**Instruction 1**
In the safety API reference below, what is the default value of drop_threshold for SandbagDetector?

**Excerpt to read**
* * * * * * *
Safety API Reference¶
This page documents the ARTEMIS safety monitoring API.
MonitorMode¶
Enum for safety monitor modes.
from artemis.safety import MonitorMode
MonitorMode.PASSIVE # Observe and report only
MonitorMode.ACTIVE # Can intervene and halt debate
MonitorMode.LEARNING # Learn patterns without alerting
SandbagDetector¶
Detects intentional underperformance.
Constructor¶
SandbagDetector(
mode: MonitorMode = MonitorMode.PASSIVE,
sensitivity: float = 0.5,
baseline_turns: int = 3,
drop_threshold: float = 0.3,
)
Parameters:
| Parameter | Type | Default | Description |
|---|---|---|---|
mode |
MonitorMode | PASSIVE | Monitor mode |
sensitivity |
float | 0.5 | Detection sensitivity (0-1) |
baseline_turns |
int | 3 | Turns for baseline establishment |
drop_threshold |
float | 0.3 | Capability drop threshold |
Methods¶
process¶
Processes a turn for sandbagging detection. Used as safety_monitors=[detector.process].
* * * * * * *
**Data shown**
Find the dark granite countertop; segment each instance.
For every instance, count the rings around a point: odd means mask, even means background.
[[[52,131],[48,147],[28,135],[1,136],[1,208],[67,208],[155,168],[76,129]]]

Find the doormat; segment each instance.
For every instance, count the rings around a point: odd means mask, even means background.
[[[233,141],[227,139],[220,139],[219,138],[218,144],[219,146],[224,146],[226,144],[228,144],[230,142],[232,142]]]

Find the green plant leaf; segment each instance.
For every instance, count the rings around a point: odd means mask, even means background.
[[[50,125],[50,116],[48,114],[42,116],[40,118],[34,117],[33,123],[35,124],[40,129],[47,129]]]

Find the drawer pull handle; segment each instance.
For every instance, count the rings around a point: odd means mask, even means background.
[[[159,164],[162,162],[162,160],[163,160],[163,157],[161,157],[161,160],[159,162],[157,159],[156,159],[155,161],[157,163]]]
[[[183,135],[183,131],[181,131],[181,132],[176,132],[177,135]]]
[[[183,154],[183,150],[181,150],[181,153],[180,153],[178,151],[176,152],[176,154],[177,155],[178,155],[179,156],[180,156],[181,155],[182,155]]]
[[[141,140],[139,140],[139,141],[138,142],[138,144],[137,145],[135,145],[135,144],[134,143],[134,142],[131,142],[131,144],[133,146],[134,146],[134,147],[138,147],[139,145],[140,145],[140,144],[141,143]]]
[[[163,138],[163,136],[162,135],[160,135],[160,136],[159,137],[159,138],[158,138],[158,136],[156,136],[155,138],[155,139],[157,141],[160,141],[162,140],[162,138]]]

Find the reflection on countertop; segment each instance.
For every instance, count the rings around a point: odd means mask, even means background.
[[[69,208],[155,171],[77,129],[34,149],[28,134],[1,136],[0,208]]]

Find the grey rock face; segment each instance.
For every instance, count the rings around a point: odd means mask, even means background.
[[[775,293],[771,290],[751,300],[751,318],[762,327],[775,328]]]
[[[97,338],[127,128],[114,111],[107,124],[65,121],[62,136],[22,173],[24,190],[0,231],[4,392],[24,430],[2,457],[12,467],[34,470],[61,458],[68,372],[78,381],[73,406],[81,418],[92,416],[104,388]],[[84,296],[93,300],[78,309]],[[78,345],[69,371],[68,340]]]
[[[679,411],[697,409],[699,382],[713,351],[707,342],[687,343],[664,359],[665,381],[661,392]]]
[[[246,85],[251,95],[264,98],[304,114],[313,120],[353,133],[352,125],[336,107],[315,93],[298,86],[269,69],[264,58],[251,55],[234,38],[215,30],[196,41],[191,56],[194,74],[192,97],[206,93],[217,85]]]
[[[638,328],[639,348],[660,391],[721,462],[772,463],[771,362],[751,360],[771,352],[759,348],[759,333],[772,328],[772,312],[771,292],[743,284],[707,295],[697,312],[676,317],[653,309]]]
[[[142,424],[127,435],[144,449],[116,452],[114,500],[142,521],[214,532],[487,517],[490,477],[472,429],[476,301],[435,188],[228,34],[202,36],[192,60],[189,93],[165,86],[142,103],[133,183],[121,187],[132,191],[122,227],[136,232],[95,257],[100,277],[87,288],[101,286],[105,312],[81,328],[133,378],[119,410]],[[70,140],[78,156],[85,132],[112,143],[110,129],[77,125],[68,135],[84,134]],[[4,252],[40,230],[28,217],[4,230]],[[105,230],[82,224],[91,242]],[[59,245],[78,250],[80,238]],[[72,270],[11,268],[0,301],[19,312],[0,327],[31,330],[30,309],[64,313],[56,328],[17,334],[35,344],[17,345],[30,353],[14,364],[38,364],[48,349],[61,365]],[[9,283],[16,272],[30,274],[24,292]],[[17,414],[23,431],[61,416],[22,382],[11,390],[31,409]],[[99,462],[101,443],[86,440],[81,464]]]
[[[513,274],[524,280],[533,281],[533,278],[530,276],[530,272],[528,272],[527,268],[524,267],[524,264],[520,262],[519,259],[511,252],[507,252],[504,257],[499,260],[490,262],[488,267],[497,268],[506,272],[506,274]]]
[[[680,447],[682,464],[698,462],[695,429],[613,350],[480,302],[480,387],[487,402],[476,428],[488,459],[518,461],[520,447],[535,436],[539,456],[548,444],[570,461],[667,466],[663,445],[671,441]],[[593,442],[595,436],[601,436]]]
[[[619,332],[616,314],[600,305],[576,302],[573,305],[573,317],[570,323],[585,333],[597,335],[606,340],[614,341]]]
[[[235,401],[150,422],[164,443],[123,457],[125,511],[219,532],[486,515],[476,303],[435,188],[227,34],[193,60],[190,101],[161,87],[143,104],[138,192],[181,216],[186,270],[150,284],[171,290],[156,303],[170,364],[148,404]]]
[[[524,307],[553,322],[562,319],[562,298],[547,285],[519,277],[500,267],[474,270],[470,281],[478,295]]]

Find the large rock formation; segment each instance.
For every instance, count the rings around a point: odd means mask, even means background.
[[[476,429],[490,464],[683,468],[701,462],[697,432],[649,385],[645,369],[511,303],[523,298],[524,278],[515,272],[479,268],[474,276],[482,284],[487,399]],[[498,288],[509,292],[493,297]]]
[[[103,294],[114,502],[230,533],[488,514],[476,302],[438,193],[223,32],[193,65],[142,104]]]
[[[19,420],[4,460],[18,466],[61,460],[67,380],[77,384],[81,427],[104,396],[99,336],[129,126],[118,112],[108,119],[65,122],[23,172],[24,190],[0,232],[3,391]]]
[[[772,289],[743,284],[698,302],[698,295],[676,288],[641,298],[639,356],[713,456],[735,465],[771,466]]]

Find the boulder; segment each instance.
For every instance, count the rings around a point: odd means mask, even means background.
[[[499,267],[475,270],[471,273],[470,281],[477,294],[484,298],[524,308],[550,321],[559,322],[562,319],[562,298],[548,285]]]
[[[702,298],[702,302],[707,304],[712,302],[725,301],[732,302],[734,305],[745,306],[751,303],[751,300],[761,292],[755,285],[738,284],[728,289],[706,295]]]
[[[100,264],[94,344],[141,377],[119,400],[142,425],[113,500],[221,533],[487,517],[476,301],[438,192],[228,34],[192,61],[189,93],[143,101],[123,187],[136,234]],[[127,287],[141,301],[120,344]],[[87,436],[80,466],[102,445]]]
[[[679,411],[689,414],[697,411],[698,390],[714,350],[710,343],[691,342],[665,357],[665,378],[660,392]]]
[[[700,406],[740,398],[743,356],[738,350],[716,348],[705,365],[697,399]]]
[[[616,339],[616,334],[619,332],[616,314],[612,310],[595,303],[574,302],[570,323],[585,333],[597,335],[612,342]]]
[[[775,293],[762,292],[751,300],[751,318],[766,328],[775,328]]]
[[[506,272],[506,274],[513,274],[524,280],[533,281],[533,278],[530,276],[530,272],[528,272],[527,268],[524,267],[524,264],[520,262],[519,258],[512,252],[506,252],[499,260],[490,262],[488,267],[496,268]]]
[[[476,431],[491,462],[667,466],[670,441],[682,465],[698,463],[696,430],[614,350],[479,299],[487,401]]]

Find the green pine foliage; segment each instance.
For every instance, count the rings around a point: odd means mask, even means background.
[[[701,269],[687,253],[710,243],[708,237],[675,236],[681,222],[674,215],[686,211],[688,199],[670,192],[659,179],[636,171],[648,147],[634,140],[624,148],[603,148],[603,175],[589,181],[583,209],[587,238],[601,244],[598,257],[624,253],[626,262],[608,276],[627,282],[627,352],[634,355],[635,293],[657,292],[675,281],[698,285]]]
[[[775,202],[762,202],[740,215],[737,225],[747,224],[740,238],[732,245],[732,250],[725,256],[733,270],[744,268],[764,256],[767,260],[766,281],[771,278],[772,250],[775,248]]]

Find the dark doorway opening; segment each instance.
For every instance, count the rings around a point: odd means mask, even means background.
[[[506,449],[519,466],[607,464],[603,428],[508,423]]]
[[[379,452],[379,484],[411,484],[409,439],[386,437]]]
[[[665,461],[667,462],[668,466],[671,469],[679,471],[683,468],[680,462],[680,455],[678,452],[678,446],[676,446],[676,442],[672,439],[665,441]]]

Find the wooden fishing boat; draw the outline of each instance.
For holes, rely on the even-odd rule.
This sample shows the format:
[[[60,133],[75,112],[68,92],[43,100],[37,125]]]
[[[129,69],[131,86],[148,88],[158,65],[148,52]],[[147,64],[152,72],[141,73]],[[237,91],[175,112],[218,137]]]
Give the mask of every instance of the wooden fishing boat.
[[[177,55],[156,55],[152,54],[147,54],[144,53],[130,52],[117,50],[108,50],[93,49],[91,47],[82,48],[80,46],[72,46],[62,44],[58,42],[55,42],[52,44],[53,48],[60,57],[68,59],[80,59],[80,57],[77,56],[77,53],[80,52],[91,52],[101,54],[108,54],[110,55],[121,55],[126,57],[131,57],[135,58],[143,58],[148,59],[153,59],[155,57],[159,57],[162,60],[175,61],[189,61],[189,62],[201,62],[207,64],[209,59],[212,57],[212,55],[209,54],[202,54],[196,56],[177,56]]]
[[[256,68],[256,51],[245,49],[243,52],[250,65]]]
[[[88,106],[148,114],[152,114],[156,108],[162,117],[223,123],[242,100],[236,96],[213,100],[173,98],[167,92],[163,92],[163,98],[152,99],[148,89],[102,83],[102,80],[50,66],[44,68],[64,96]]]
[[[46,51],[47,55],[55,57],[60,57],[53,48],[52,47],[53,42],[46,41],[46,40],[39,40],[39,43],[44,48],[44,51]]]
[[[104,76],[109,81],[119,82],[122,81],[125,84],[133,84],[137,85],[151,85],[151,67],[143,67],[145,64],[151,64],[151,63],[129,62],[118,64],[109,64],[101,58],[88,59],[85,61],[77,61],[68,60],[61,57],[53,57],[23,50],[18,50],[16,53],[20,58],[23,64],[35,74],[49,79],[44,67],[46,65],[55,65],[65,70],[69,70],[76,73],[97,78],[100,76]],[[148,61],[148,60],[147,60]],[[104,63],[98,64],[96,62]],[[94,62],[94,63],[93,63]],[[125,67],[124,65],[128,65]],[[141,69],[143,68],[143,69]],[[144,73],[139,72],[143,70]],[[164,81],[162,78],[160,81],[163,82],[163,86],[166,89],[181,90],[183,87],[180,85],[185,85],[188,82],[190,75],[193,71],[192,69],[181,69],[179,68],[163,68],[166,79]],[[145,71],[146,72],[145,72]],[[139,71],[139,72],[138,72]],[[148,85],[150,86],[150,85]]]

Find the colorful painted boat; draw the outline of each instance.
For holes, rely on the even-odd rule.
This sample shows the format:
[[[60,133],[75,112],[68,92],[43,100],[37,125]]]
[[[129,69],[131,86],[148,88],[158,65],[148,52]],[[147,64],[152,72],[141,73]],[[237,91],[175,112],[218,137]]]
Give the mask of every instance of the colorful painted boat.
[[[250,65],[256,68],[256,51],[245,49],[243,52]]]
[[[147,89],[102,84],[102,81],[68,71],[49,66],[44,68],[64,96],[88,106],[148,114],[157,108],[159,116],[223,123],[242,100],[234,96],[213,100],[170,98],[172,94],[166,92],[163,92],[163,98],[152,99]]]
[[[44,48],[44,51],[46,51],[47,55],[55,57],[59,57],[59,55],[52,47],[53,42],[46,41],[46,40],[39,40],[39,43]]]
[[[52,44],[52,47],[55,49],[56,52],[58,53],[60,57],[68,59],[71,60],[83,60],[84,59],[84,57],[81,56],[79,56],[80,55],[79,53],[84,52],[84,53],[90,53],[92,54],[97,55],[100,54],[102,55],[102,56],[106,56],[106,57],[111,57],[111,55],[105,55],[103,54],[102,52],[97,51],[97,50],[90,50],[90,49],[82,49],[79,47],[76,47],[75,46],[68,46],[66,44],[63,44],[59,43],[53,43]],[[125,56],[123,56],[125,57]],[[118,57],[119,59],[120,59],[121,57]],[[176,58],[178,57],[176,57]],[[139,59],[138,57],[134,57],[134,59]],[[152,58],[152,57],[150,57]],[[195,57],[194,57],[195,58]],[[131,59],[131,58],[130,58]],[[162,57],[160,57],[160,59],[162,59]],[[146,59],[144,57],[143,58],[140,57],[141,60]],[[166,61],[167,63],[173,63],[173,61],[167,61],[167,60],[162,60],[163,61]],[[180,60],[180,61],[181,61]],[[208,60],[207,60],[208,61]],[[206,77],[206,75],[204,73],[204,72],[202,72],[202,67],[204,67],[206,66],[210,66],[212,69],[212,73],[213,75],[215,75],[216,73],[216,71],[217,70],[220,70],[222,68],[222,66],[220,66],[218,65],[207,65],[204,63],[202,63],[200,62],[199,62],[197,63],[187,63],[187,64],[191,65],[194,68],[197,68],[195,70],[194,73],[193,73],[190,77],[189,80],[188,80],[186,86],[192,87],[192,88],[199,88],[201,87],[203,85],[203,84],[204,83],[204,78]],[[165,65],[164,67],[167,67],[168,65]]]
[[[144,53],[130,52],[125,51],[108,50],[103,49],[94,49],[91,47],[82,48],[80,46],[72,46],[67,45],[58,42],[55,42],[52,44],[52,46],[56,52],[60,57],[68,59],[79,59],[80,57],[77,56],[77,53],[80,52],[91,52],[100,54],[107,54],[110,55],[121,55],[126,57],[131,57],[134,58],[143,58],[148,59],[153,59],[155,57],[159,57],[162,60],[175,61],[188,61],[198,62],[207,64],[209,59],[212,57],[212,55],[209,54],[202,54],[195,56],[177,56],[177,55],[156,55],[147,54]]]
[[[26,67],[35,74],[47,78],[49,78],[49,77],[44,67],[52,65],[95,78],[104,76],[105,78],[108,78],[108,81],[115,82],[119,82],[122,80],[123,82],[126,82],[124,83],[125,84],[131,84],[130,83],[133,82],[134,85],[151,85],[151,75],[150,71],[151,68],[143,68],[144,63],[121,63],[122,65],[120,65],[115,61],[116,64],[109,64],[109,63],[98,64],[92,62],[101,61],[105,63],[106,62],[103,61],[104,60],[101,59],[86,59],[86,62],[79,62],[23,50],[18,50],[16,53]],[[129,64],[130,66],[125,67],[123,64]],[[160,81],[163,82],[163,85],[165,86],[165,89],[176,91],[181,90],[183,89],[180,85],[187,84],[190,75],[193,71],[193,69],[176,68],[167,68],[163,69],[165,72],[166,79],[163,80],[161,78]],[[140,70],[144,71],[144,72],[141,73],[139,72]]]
* * * * * * *
**Instruction 2**
Collect every line of the records above that contains the word "outline".

**Exercise answer 1**
0.3

**Exercise answer 2**
Find the wooden fishing boat; draw the outline of each instance.
Find the colorful painted boat; draw the outline of each instance.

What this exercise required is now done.